§ **BRIEF**
The records below are to be reproduced exactly, with every picture left out.

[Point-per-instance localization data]
=== Section Start ===

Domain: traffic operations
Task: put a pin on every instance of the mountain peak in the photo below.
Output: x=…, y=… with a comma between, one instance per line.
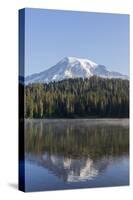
x=78, y=60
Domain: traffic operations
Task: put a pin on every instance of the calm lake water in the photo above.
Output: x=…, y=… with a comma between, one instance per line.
x=76, y=153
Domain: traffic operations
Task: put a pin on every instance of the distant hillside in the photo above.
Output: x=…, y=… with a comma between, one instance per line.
x=75, y=98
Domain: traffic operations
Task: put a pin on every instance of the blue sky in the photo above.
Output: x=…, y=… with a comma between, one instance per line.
x=52, y=35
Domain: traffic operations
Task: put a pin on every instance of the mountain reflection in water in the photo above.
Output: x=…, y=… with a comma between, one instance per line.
x=77, y=150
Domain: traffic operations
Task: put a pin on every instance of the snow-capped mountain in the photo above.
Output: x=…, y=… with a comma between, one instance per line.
x=72, y=67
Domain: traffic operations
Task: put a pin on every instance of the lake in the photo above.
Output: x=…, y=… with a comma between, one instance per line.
x=76, y=153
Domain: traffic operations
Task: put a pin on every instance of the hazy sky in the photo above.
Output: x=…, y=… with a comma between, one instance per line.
x=52, y=35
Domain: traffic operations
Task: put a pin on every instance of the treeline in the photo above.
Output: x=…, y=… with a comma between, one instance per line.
x=94, y=97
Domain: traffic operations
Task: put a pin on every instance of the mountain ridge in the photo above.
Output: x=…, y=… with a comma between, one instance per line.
x=73, y=67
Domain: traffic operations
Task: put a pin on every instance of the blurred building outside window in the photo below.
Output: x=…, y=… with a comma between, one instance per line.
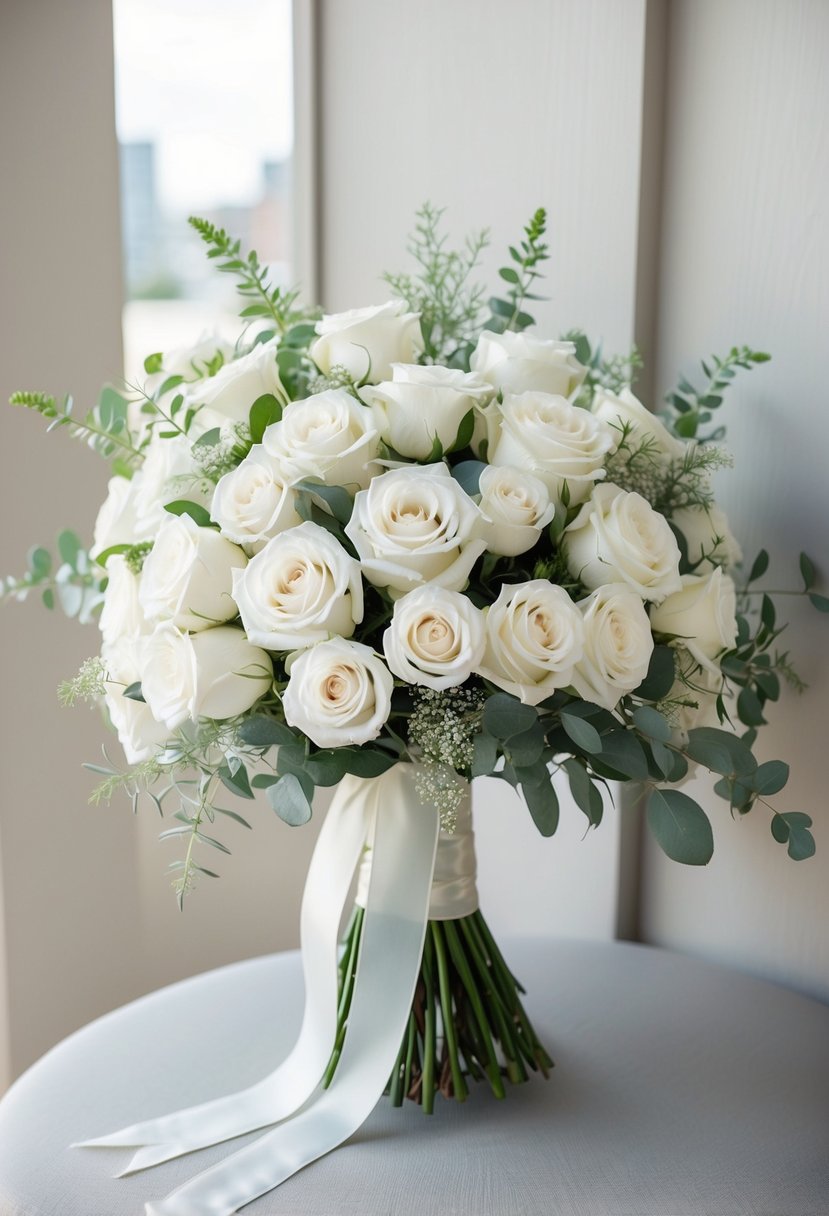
x=204, y=123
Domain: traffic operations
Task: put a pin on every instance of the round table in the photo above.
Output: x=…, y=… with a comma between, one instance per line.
x=680, y=1088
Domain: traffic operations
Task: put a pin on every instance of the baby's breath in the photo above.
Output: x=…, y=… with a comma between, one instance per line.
x=88, y=685
x=443, y=727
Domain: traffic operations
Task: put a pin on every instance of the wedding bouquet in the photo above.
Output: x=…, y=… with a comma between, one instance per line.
x=418, y=539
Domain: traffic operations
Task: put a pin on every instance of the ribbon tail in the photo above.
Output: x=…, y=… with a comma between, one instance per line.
x=394, y=929
x=336, y=856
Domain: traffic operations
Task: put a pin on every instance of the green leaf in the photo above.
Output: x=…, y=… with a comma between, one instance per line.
x=807, y=572
x=333, y=497
x=585, y=736
x=484, y=755
x=622, y=752
x=506, y=716
x=771, y=777
x=760, y=566
x=467, y=473
x=681, y=827
x=197, y=513
x=585, y=794
x=542, y=804
x=288, y=799
x=653, y=724
x=264, y=411
x=264, y=732
x=706, y=744
x=525, y=749
x=660, y=676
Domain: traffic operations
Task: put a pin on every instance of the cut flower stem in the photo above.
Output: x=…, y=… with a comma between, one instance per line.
x=467, y=1020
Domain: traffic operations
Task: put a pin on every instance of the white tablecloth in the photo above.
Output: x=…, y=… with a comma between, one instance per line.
x=681, y=1088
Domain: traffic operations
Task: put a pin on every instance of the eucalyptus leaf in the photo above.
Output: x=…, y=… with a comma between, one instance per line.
x=681, y=827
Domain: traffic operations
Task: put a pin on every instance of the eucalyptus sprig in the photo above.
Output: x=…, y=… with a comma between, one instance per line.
x=440, y=290
x=689, y=407
x=508, y=314
x=275, y=304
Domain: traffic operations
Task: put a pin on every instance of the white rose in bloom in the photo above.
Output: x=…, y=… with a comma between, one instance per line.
x=139, y=733
x=709, y=538
x=552, y=439
x=518, y=362
x=298, y=590
x=422, y=404
x=338, y=693
x=252, y=504
x=168, y=473
x=618, y=645
x=534, y=640
x=331, y=437
x=187, y=575
x=116, y=522
x=701, y=615
x=415, y=525
x=622, y=409
x=232, y=390
x=619, y=538
x=514, y=507
x=122, y=614
x=367, y=341
x=214, y=674
x=435, y=637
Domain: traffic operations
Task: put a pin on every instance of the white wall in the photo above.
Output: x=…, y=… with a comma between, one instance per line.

=== Section End ===

§ **RESULT**
Domain: traffic operations
Task: put a pin on every instance of the mountain peak in the photo below.
Output: x=…, y=… with a comma between, one instance per line.
x=78, y=60
Domain: traffic operations
Task: put a pin on every instance of the calm lake water in the photo above.
Output: x=…, y=… with a comma between, one instance per line.
x=76, y=153
Domain: traffic operations
Task: put a pin on every instance of the distant hillside in the photo above.
Output: x=…, y=… with a comma between, one instance per line.
x=75, y=98
Domain: traffic operations
Task: put a pin on every instance of the blue sky in the photo above.
Output: x=…, y=… with a comma between, one instance per line.
x=52, y=35
Domain: traffic operations
Task: put a pin on every instance of the mountain reflection in water in the photo above.
Output: x=…, y=… with a comma between, one instance per line.
x=77, y=150
Domain: traffic operations
Task: put a pin on every instance of the snow-capped mountain in the photo above.
Output: x=…, y=… with a comma between, one instance per line.
x=72, y=67
Domain: traffic operations
Task: put a pin on every instance of the lake in the photo above.
Output: x=…, y=… with a comma between, one instance per line.
x=76, y=153
Domain: traffic operations
Task: put a pin on every instance of the hazy sky in the photo above.
Output: x=…, y=… with a comma between, one instance per line.
x=52, y=35
Domain: traffic operations
Task: put a pin on every instance of the treeline in the photo above.
Output: x=…, y=… with a comma between, one instance per line.
x=94, y=97
Domain: traffic operations
Task: put a pin on every instance of the mountain ridge in the photo above.
Output: x=…, y=… with a comma between, one instance per line.
x=73, y=67
Domain: traffic operations
Task: put a pin on every instance of the blurred building outside window in the photo below.
Output: x=…, y=… with a comma between, one instance per line.
x=204, y=123
Domain: traffic operations
Task: put a pin on every instance of the round table in the photo above.
Output: x=…, y=… with a comma between, one instance per line.
x=680, y=1088
Domain: traffic operations
Task: put a pin on every instance of the baby's breath in the photo above.
Output: x=…, y=… with a comma between, one instance per line.
x=88, y=685
x=443, y=727
Domain: traffic operations
Task: put a pin on every instance of the wedding bouquet in the photo above.
Output: x=…, y=… with a comma between, one instance per line.
x=418, y=539
Domain: traffic operations
Task: put a pin on every instance of the ribbon tail in the photo above.
Output: x=…, y=… with a comma between, one instance per line.
x=394, y=929
x=336, y=856
Domain: traffic operations
Task: put a pin on every instance of the green leaf in the photo above.
Output: x=…, y=… with a comma between, one instance per line.
x=807, y=572
x=333, y=497
x=585, y=736
x=484, y=755
x=622, y=752
x=506, y=716
x=771, y=777
x=760, y=566
x=467, y=473
x=681, y=827
x=197, y=513
x=585, y=794
x=542, y=804
x=288, y=799
x=653, y=724
x=264, y=411
x=264, y=732
x=706, y=744
x=525, y=749
x=660, y=676
Domain: traffic operations
Task: put a pin on every instance of the cut flower stem in the photo above.
Output: x=…, y=… with a comma between, one instance per line.
x=467, y=1020
Domain: traffic operations
Task: put a pin on every instance of the white tablecloth in the photo above.
Output: x=…, y=… with a comma between, one instance per line.
x=681, y=1088
Domain: traffic operations
Task: put a pin on every instance of the eucalyptus leaf in the photo above.
Output: x=…, y=… with a comma between, one instance per line.
x=681, y=827
Domain: traffic operations
Task: put a pin on every instance of the eucalyptus sprig in the photo above.
Output: x=…, y=… with a comma between, one instance per line.
x=440, y=290
x=689, y=407
x=508, y=314
x=275, y=304
Domain: traffic operations
Task: put a pin on every instance of the white rose in bloom in the photo above.
Output: x=…, y=… with a comma between, one instance per line.
x=139, y=733
x=709, y=538
x=552, y=439
x=518, y=362
x=298, y=590
x=422, y=404
x=338, y=693
x=252, y=504
x=168, y=473
x=618, y=645
x=534, y=640
x=331, y=437
x=187, y=575
x=116, y=522
x=701, y=615
x=415, y=525
x=622, y=409
x=232, y=390
x=619, y=538
x=514, y=507
x=122, y=614
x=367, y=341
x=214, y=674
x=435, y=637
Domain: traffic operations
Task: put a pin on every instance of the white wall in the photo above.
Output: x=…, y=… with a comma between, one instance per line.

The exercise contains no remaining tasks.